=== Text extract ===

The Real Cost of the Double ETL
| Cost Factor | Pass-Through Architecture | Store-and-Sync (Double ETL) |
|---|---|---|
| Data freshness | Real-time or near-real-time | Dependent on provider's sync schedule |
| Data residency liability | None (data never stored on middleware) | Full GDPR/SOC2 audit surface |
| Sync control | You control schedule and scope | Provider controls ETL #1 |
| Debugging complexity | One hop: source → your system | Two hops: source → cache → your system |
| Vendor lock-in | Low (swap providers, keep pipeline) | High (migration requires re-syncing all data) |
The double ETL is not just an architectural inconvenience. It is an ongoing operational and compliance cost that scales linearly with your customer count.
For a deeper breakdown of Merge.dev's limitations at scale, see our full comparison post.
How a Pass-Through Unified API Handles Bulk Extraction
The alternative to store-and-sync is a pass-through architecture: the unified API acts as a transformation and routing layer, not a data store. When you request data, it fetches directly from the source API, normalizes the response on the fly, and delivers it to your system. Nothing is cached on the middleware.
flowchart LR
A["Customer's<br>SaaS App"] -->|Single hop| B["Unified API<br>Pass-Through"]
B -->|Normalized data| C["Your<br>Data Store"]
style B fill:#51cf66,stroke:#333,color:#fffThis is how Truto's architecture works. The unified API engine reads a declarative configuration describing how to talk to the third-party API, applies JSONata-based transformation expressions to normalize the response, and delivers the result directly. No intermediate storage. When you need provider-specific endpoints the unified model does not cover, Truto exposes a Proxy API for direct provider-native access alongside the Unified API — so you never have to fork your architecture for edge cases.
But "pass-through" alone does not solve the bulk extraction problem. Pulling 50,000 contact records one page at a time through a live API is slow, error-prone, and burns through rate limits. You need orchestration primitives specifically designed for high-volume syncing.
This is where Truto's RapidBridge comes in.
Handling Bulk Data Extraction with Truto's RapidBridge
RapidBridge is Truto's data pipeline engine, built specifically for the problem of extracting bulk data from third-party APIs through the unified API layer. It is not an ETL tool in the traditional sense — it is a sync orchestrator that handles the painful mechanics of multi-resource, multi-page, dependency-aware data extraction and delivers results directly to your webhook endpoint or data store.
Here is what RapidBridge does:
- Defines a set of resources to sync for a given integration (e.g., users, contacts, tickets, and comments from Zendesk)
- Resolves dependencies between resources (fetch tickets first, then fetch comments for each ticket)
- Paginates automatically through every page of results
- Delivers data via webhooks directly to your endpoint — Truto never stores the payload
- Tracks sync state for incremental runs
Setting Up a Sync Pipeline
A RapidBridge Sync Job is a declarative JSON configuration. Here is a real example that syncs users, contacts, tickets, and per-ticket comments from Zendesk:
curl --location 'https://api.truto.one/sync-job' \
--header 'Content-Type: application/json' \
--header 'Authorization: Bearer <api_token>' \
--data '{
"integration_name": "zendesk",
"resources": [
{
"resource": "ticketing/users",
"method": "list"
},
{
"resource": "ticketing/contacts",
"method": "list"

=== Data section ===

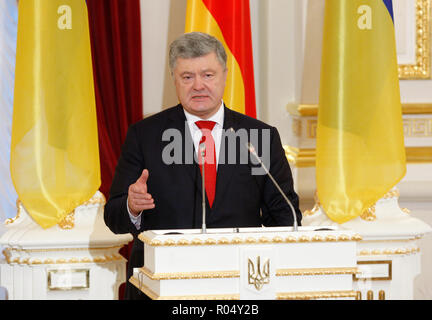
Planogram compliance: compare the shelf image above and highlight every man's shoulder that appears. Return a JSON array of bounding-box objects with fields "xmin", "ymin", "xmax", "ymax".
[
  {"xmin": 225, "ymin": 107, "xmax": 273, "ymax": 129},
  {"xmin": 131, "ymin": 105, "xmax": 183, "ymax": 129}
]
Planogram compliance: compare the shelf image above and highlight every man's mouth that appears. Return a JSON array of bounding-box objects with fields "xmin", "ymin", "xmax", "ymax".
[{"xmin": 192, "ymin": 95, "xmax": 208, "ymax": 101}]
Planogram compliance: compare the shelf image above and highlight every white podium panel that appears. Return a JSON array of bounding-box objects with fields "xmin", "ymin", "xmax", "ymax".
[
  {"xmin": 0, "ymin": 192, "xmax": 132, "ymax": 300},
  {"xmin": 129, "ymin": 227, "xmax": 361, "ymax": 300}
]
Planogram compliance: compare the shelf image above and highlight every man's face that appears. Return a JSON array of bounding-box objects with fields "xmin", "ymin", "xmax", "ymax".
[{"xmin": 174, "ymin": 52, "xmax": 227, "ymax": 119}]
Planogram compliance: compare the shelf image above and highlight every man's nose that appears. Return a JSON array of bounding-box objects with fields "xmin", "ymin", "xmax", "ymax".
[{"xmin": 193, "ymin": 77, "xmax": 204, "ymax": 90}]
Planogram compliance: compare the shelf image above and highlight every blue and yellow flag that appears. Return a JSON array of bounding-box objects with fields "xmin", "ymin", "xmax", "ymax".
[
  {"xmin": 316, "ymin": 0, "xmax": 406, "ymax": 223},
  {"xmin": 11, "ymin": 0, "xmax": 100, "ymax": 228}
]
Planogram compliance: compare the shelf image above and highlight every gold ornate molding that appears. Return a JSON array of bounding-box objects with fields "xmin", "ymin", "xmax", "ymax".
[
  {"xmin": 4, "ymin": 192, "xmax": 106, "ymax": 230},
  {"xmin": 283, "ymin": 145, "xmax": 432, "ymax": 168},
  {"xmin": 276, "ymin": 290, "xmax": 357, "ymax": 300},
  {"xmin": 286, "ymin": 103, "xmax": 432, "ymax": 117},
  {"xmin": 398, "ymin": 0, "xmax": 431, "ymax": 79},
  {"xmin": 138, "ymin": 233, "xmax": 362, "ymax": 247}
]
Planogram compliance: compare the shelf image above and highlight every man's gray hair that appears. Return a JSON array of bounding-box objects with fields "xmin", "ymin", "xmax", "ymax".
[{"xmin": 169, "ymin": 32, "xmax": 227, "ymax": 73}]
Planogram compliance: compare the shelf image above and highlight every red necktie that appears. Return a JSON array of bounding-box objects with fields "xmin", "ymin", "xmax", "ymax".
[{"xmin": 195, "ymin": 121, "xmax": 216, "ymax": 207}]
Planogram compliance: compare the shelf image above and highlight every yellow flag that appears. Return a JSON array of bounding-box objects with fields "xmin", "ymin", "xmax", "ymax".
[
  {"xmin": 11, "ymin": 0, "xmax": 100, "ymax": 228},
  {"xmin": 316, "ymin": 0, "xmax": 406, "ymax": 223}
]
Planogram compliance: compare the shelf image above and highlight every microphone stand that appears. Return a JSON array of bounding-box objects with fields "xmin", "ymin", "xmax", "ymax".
[
  {"xmin": 200, "ymin": 143, "xmax": 207, "ymax": 233},
  {"xmin": 246, "ymin": 142, "xmax": 298, "ymax": 231}
]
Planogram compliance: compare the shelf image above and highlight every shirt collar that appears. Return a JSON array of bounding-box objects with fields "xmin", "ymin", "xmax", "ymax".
[{"xmin": 183, "ymin": 101, "xmax": 224, "ymax": 128}]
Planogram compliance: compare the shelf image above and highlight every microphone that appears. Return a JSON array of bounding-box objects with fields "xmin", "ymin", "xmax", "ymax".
[
  {"xmin": 199, "ymin": 142, "xmax": 207, "ymax": 233},
  {"xmin": 246, "ymin": 142, "xmax": 298, "ymax": 231}
]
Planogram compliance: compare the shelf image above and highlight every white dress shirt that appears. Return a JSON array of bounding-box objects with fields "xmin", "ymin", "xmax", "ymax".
[{"xmin": 126, "ymin": 102, "xmax": 224, "ymax": 230}]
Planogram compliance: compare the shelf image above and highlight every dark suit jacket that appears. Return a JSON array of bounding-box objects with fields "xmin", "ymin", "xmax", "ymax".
[{"xmin": 104, "ymin": 105, "xmax": 301, "ymax": 298}]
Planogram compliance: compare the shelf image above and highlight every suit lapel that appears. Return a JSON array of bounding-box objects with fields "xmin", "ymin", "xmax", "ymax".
[
  {"xmin": 167, "ymin": 104, "xmax": 202, "ymax": 194},
  {"xmin": 213, "ymin": 106, "xmax": 238, "ymax": 209}
]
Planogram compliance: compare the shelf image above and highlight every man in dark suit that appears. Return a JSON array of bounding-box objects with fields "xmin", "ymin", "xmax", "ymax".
[{"xmin": 104, "ymin": 32, "xmax": 301, "ymax": 299}]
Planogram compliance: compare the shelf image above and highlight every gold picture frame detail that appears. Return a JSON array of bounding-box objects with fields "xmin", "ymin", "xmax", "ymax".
[{"xmin": 398, "ymin": 0, "xmax": 431, "ymax": 80}]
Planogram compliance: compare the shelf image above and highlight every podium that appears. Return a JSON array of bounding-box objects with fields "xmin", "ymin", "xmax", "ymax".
[{"xmin": 129, "ymin": 227, "xmax": 362, "ymax": 300}]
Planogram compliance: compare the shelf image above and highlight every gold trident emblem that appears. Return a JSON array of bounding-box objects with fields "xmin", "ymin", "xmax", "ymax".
[{"xmin": 248, "ymin": 256, "xmax": 270, "ymax": 291}]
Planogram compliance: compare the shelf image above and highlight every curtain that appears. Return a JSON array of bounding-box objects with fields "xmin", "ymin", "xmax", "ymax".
[
  {"xmin": 87, "ymin": 0, "xmax": 143, "ymax": 299},
  {"xmin": 87, "ymin": 0, "xmax": 143, "ymax": 197}
]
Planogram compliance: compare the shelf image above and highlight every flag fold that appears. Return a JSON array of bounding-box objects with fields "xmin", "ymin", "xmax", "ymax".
[
  {"xmin": 316, "ymin": 0, "xmax": 406, "ymax": 223},
  {"xmin": 10, "ymin": 0, "xmax": 100, "ymax": 228}
]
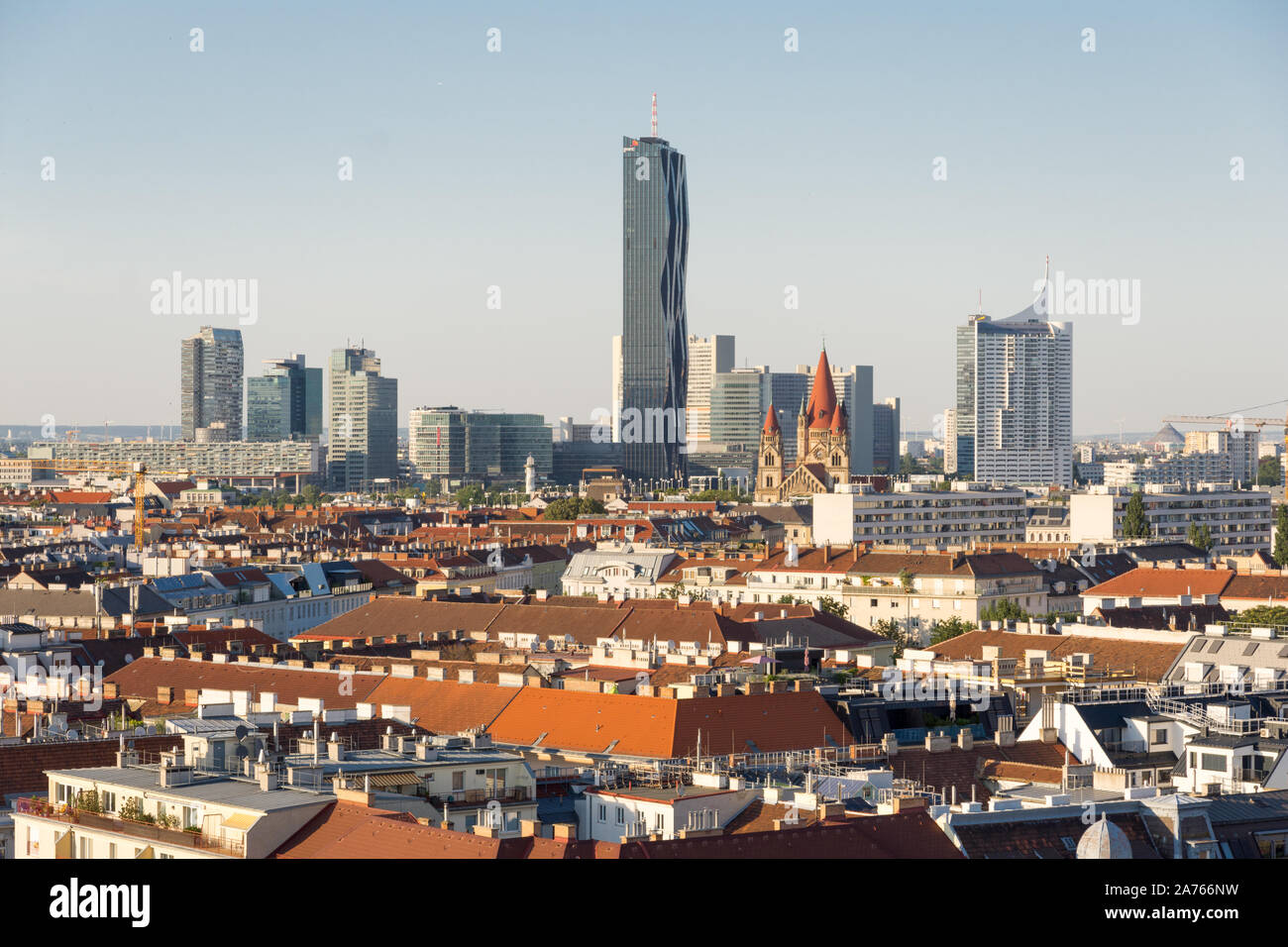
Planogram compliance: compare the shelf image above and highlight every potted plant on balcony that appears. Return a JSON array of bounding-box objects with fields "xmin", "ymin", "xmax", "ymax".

===

### Required task
In the text on the double ETL, what data residency liability does the table give for the pass-through architecture?

### Complete answer
None, because data is never stored on the middleware.